━━ Fragmento del texto

El revólver
Hace algunos años, Juan y yo éramos comunistas y seguíamos a Julio Anguita por las calles de Córdoba. Es decir, nos lo cruzábamos en una esquina por la que previamente suponíamos que debía de pasar y caminábamos detrás de él, a una distancia más o menos prudente, para no provocarle motivos de sospecha: sabíamos que no era hombre dado a las efusividades y por eso jamás se nos ocurrió interferir en su paseo diario para declararle nuestra conformidad con su ortodoxia y sumarnos a su estricto concepto de las leyes del marxismo-leninismo. Había algo de asceta, algo de filósofo trágico en el rostro de aquel hombre y su barba oriental que nos hacía seguirle un día y otro, tal vez con la esperanza de que su mera visión acabara por contagiarnos la grandeza política que le suponíamos y que había cohesionado a una izquierda disgregada, defectuosa, hecha añicos. Lo que jamás pudimos suponer Juan y yo en aquellas persecuciones es que Anguita, en el neceser donde también llevaba las llaves y la medicación para el corazón, ocultaba una pistola. No sé si de haberlo sabido habría variado nuestra percepción del gran hombre, pero ahora que me he enterado no dejo de dar vueltas a los dos elementos del binomio, Anguita y el revólver, sin conseguir una fórmula satisfactoria que los una del todo. Según declara, llevaba la pistola siempre consigo con objeto de proteger su integridad personal; me lo imagino durmiendo en su alcoba, con el arma en el cajón de la mesilla, amartillada para atajar cuanto antes algún inconveniente que pudiera surgir: y lo veo en las bodas, en los bautizos y tomando unas cervezas con unos compañeros, con ese aparato escondido en su estuche, aquella cosa providencial que podía salvarle de la traición de un amigo. Anguita llevaba pistola para protegerse: esto da una idea de lo peligroso que se ha vuelto el ejercicio de la política en los últimos tiempos.

━━━━
━━ Líneas extraídas

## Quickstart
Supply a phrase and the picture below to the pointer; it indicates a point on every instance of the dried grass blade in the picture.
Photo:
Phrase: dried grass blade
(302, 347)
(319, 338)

━━━━

Actividad propuesta A ::
En el texto sobre Anguita y el revólver, ¿dónde guardaba Anguita la pistola?
Actividad propuesta B ::
Prolonga el texto sobre Anguita y el revólver a partir de su última oración.

Tu respuesta A ::
En el neceser donde también llevaba las llaves y la medicación para el corazón.

Tu respuesta B ::
Muchos como yo no hubiéramos sabido nunca de esto si no fuera porque el otro día, precisamente mientras el viejo dirigente izquierdista paseaba por las calles del centro de Córdoba, un delincuente de poca monta le arrancó el estuche de un tirón y se llevó las llaves, la medicación y la pistola. De golpe, la peligrosa severidad que había adquirido su figura con ese trozo de metal en la mano queda despojada, y vuelve a ser el hombre indefenso de la calle al que se puede quitar un arma por las buenas, de un mero manotazo. Sigo imaginándome al plácido y bueno Anguita sobre su almohada, preocupado ahora por la pérdida del revólver, tratando de calcular en qué suburbio de qué ciudad se hallará en este mismo momento, en qué mano agitada por la tensión o el hambre, colaborando en la causa de qué asesinato, atraco o ruleta rusa. Tal vez le pesen en la conciencia futura todos los actos que esa cosa metálica tiene que perpetrar, las intimidaciones, el dolor, la vergüenza, como si él hubiese sido un tutor desatento, un padre que no se preocupó de corregir los desmanes de su hijastro. Y por fin entiendo qué es lo que debe de angustiarle de veras y por qué guardaba una pistola en su mesilla de noche, junto a la cabecera de la cama: no para protegerse del mundo, contra el que una pistola poco puede, sino para proteger al mundo de ella.